- DOCUMENT SEGMENT -
----------------------------------------

Cat’s-Paw, a play about homegrown terrorism, unfolds slowly. As the play opens, we see kidnap victim David Darling (Keith Sullivan) politely arguing with his captor. Why these people are in a fortified watertanker bunker is unclear. The audience remains off balance and shares Darling’s question as he pleads “May I ask what’s happening?” Playwright William Mastrosimone takes his time answering this question, leaving the audience suspended on tenterhooks, with growing apprehension. There’s nothing meek about the Dragon Theatre’s production of this work.
Louis Shilling gave a disturbing performance as Victor, the ring-leader of the army of three.
I suspect I was not the only person who drew connections to Cinque, leader of the miniscule Symbionese Liberation Army. The overwrought communiqués of both groups shared the same sense of being logically tortured and self-conscious. Perhaps leaders of small radical organizations have the same issues as men of short stature, masking insecurity with bluster. Had the character been just about the bluster, the performance would have gotten old quickly. However, the script laced together a network of intertwined connections and deceptions that became revealed slowly throughout the play. Shilling brought surprising subtly to a character that relied primarily on false bravado.

----------------------------------------

- RECORDED INFORMATION -
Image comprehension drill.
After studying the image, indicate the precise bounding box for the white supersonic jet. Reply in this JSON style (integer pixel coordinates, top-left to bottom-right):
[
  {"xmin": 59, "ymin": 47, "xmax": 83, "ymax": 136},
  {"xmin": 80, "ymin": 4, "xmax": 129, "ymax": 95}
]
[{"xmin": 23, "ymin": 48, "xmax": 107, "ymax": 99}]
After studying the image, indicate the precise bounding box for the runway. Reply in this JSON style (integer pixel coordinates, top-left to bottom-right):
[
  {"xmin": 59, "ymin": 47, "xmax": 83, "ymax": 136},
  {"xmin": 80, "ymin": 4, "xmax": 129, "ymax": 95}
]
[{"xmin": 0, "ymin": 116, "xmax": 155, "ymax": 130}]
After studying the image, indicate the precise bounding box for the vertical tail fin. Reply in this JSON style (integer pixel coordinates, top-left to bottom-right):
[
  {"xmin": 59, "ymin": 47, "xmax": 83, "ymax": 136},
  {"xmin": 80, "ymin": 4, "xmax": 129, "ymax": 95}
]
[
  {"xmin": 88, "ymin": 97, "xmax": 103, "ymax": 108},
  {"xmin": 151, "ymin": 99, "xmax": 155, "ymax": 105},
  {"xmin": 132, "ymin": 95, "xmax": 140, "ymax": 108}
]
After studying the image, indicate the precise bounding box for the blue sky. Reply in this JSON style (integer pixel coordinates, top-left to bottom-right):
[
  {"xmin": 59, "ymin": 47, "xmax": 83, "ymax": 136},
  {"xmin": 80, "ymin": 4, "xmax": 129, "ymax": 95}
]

----------------------------------------

- TASK -
Retype the passage of the Cat's-Paw review starting with "Cat’s-Paw, a play" and going on through "of this work.", reproducing it exactly.

- ANSWER -
Cat’s-Paw, a play about homegrown terrorism, unfolds slowly. As the play opens, we see kidnap victim David Darling (Keith Sullivan) politely arguing with his captor. Why these people are in a fortified watertanker bunker is unclear. The audience remains off balance and shares Darling’s question as he pleads “May I ask what’s happening?” Playwright William Mastrosimone takes his time answering this question, leaving the audience suspended on tenterhooks, with growing apprehension. There’s nothing meek about the Dragon Theatre’s production of this work.